··· Исходный текст

Михаил Врубель – трагический гений, его «Демон» – живопись мирового уровня.
Врубель хотел писать и написал именно Демона, не чёрта, не вестника ада. Это лермонтовский «печальный Демон, дух изгнанья», но в то же время – все-таки не иллюстрация к Лермонтову, а новый образ. В герое Врубеля – неизбывная тоска, у него мучительное состояние духа: есть избыток сил, но их некуда и незачем прикладывать. Живописные средства здесь радикально отличаются от нестеровских: при пугающей конкретности фигуры Демона пространство условное, на заднем плане картины как будто мозаичный набор цветовых вспышек, придающих образу крайнее напряжение. Но Нестеров – это 1916-й год, а Врубель – почти на 20 лет раньше, 1890-й! Так неожиданно перехлестываются исторические пласты: кто-то во втором десятилетии ХХ века году ещё лирически смотрит в прошлое, а кто-то в конце XIX-го уже прозревает будущие реальности и пугающие духовные глубины.
Верхняя часть головы Демона как будто срезана рамой. Это не значит, что художник не рассчитал масштаб изображения. Он сделал так потому, что вставать Демону некуда, даже если он бы этого захотел. Но тот и не пытается встать, оставаясь вечно в состоянии печального томления. Здесь нет ощущения мрака, грядущей гибели и чего-то еще в этом роде. Но состояние безысходности главного героя картины в сочетании с невероятно красотой его юного тела, почти иконописной лазурью одежды и яркими вспышками каких-то каменных соцветий на светло-багровом фоне – это какая-то иная Россия…
Тем более, что «Демон» у Врубеля не один, их три. Есть еще «Демон летящий» и «Демон упавший» – тоже не манифестация зла, но в них становится еще более очевидной трагедия творчества, невозможность взлета к небу...
Демоническое начало в другой своей ипостаси ярко проявилось в творчестве Филиппа Малявина. Это замечательный художник, очень яркий, можно сказать – огненный. Его русский хоровод – самая настоящая вакханалия. В связи с этим вспоминается вышедшая примерно в это же время книга акад. Ф. Ф. Зелинского, где тот описывал древнегреческие мистерии. В ней есть и рассказ о том, как вакханки, опьянённые отчасти вином, отчасти просто самим общим действием мистерии, священным хороводом, который способствовал впадению в транс, руками рвали в клочья всё, что им попадалось на пути – например, стадо коров. Знаменитый певец Орфей так пострадал от вакханок.

······

Задания |
**a)** Какие ещё два «Демона» Врубеля упоминаются в тексте о Врубеле?
**b)** Выпишите, пожалуйста, все строки ниже, в которых есть слово «wall».

··· Исходные данные

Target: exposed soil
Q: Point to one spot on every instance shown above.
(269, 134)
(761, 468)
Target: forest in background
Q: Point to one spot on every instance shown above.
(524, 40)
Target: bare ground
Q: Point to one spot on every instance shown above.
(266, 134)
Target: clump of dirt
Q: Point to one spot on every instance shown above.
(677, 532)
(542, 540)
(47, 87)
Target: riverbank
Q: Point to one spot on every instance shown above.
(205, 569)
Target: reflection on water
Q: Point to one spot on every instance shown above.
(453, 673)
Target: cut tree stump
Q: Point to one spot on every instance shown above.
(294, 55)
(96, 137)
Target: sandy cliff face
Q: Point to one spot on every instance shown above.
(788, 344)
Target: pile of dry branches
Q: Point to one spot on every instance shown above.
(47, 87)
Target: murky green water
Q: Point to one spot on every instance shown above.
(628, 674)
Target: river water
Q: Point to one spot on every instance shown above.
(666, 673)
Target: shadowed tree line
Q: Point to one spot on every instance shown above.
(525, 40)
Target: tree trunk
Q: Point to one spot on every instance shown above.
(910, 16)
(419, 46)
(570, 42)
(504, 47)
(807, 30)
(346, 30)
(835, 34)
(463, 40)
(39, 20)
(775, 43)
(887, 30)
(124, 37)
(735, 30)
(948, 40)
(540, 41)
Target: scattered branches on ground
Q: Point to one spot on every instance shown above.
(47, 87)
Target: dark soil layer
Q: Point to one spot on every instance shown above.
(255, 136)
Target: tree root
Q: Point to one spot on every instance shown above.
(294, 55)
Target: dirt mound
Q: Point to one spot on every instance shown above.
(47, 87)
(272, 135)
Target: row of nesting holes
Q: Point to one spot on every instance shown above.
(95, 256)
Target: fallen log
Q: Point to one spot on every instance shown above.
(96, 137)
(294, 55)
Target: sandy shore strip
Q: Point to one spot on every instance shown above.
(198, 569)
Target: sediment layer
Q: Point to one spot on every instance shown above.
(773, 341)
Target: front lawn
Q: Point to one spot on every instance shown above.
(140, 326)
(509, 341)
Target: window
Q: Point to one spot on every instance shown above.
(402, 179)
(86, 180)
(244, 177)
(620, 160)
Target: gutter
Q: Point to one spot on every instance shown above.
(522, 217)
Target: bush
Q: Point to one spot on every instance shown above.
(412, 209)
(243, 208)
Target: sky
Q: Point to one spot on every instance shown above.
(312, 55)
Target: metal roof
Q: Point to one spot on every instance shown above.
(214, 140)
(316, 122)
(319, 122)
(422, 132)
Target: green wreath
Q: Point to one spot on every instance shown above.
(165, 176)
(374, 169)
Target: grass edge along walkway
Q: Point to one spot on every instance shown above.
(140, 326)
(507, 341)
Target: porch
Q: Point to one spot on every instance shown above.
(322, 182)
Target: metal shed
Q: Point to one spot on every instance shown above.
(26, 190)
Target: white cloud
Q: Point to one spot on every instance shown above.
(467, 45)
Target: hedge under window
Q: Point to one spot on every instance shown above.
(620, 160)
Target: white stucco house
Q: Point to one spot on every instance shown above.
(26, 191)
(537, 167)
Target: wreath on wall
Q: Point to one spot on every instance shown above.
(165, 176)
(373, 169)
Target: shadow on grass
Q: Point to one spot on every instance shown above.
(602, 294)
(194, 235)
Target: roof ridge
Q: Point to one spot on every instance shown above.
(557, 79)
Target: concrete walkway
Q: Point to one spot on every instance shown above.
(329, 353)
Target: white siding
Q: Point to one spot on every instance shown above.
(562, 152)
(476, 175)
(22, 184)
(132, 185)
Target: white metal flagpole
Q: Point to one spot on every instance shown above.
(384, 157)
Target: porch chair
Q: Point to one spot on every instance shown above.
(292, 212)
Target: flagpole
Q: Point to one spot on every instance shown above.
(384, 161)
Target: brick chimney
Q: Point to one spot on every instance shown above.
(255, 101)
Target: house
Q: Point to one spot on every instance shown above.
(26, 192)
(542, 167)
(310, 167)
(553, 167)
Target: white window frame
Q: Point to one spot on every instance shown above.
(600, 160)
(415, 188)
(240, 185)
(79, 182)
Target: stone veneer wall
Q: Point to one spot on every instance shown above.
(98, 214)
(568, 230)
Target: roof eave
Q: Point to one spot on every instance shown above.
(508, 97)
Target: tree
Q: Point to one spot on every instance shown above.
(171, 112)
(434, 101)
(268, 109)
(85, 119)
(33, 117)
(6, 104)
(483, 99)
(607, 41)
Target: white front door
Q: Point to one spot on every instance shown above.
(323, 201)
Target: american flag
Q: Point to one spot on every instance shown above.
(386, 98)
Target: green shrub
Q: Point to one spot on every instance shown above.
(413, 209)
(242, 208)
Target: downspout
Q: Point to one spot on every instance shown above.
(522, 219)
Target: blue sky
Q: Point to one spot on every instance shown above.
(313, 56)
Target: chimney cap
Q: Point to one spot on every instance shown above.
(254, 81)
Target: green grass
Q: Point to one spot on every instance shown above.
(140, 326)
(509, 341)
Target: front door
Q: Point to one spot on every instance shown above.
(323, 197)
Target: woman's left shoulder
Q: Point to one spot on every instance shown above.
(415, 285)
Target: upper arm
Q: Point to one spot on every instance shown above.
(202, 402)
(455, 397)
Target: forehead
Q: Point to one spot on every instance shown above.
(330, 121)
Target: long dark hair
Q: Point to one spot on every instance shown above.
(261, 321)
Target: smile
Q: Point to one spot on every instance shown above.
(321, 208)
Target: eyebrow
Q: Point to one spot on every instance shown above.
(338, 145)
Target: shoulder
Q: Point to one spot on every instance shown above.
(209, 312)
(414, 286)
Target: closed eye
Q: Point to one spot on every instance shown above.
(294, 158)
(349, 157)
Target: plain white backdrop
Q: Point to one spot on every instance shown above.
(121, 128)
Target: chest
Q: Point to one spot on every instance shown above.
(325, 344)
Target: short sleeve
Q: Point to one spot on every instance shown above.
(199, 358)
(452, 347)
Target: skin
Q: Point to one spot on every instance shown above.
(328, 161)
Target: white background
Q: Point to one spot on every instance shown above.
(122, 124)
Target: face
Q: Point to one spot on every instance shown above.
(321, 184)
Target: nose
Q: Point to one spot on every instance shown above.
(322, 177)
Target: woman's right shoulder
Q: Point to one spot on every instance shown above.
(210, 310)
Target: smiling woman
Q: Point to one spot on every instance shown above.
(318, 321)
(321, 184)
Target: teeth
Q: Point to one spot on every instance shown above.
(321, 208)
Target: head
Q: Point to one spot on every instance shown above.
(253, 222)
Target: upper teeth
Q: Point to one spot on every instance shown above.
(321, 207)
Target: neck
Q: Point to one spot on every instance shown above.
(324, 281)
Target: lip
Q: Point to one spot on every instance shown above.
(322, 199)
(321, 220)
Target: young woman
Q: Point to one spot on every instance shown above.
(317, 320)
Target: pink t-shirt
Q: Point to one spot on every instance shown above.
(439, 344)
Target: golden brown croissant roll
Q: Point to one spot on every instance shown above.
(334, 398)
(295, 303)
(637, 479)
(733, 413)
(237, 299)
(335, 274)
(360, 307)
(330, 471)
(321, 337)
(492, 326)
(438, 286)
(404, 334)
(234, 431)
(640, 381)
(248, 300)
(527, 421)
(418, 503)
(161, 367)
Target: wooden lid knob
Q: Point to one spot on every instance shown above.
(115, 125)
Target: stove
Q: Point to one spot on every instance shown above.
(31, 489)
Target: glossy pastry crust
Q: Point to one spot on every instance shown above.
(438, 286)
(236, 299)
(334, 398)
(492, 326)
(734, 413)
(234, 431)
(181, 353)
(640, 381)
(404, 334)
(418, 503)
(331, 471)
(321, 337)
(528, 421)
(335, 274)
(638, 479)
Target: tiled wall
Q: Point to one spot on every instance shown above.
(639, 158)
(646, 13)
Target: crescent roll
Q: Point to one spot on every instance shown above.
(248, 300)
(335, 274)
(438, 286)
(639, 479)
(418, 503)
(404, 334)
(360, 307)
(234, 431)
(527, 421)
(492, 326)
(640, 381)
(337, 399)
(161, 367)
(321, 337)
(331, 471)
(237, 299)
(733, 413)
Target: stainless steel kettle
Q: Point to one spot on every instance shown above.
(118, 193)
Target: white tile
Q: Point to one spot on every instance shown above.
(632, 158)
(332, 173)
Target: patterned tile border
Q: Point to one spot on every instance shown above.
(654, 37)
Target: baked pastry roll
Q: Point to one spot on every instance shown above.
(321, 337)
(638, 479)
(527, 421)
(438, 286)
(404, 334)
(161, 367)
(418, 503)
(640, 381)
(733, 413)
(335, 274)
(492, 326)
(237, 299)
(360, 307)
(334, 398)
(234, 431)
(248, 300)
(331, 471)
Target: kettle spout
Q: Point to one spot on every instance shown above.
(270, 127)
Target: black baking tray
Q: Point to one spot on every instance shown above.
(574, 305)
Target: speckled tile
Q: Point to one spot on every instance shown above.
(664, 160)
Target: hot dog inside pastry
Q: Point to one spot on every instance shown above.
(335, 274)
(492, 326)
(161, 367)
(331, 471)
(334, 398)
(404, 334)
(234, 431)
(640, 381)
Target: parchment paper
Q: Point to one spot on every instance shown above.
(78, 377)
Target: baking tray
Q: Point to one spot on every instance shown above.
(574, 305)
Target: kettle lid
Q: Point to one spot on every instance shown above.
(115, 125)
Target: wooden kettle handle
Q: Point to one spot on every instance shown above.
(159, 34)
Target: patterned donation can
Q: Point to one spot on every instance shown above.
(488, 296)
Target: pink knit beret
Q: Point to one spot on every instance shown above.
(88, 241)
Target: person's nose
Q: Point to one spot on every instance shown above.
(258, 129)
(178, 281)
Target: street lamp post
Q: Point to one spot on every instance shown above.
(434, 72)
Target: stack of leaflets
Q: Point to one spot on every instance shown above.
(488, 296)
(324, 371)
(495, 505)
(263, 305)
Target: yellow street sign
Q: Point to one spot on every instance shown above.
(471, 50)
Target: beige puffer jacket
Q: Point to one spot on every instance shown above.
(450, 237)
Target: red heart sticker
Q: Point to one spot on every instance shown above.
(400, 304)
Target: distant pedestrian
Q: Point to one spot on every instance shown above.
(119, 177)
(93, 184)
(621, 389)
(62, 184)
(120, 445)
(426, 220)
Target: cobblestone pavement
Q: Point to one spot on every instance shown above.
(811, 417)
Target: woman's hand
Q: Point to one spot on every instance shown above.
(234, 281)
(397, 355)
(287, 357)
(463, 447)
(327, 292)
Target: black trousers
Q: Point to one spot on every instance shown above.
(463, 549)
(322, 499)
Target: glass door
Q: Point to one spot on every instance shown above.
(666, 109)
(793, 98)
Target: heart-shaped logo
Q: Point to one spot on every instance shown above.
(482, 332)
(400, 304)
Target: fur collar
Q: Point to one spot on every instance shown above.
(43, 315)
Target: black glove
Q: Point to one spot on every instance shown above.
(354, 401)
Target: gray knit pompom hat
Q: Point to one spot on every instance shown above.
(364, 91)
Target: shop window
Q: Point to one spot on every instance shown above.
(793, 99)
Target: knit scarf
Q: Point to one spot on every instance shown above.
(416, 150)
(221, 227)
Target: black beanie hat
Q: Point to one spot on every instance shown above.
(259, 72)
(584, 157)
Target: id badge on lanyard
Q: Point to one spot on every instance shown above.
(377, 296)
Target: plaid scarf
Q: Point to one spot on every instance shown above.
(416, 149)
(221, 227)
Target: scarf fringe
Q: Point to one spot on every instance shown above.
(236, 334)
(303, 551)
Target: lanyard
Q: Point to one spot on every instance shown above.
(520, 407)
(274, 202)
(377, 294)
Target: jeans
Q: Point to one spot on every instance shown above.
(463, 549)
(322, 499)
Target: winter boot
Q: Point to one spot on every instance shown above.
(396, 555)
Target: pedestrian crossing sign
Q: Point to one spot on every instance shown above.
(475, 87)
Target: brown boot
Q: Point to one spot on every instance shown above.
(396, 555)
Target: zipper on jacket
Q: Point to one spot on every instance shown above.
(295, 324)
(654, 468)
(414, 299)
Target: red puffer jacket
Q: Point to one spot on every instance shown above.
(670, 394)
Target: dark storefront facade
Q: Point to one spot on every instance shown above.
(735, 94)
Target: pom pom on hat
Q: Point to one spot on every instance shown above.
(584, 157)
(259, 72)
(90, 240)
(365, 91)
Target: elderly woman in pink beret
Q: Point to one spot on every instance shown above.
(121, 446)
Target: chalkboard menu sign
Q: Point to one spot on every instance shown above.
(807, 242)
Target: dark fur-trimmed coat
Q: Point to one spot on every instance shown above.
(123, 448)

······

Ответы к заданиям |
**a)** «Демон летящий» и «Демон упавший».

**b)**
Target: wreath on wall
Target: stone veneer wall
Target: tiled wall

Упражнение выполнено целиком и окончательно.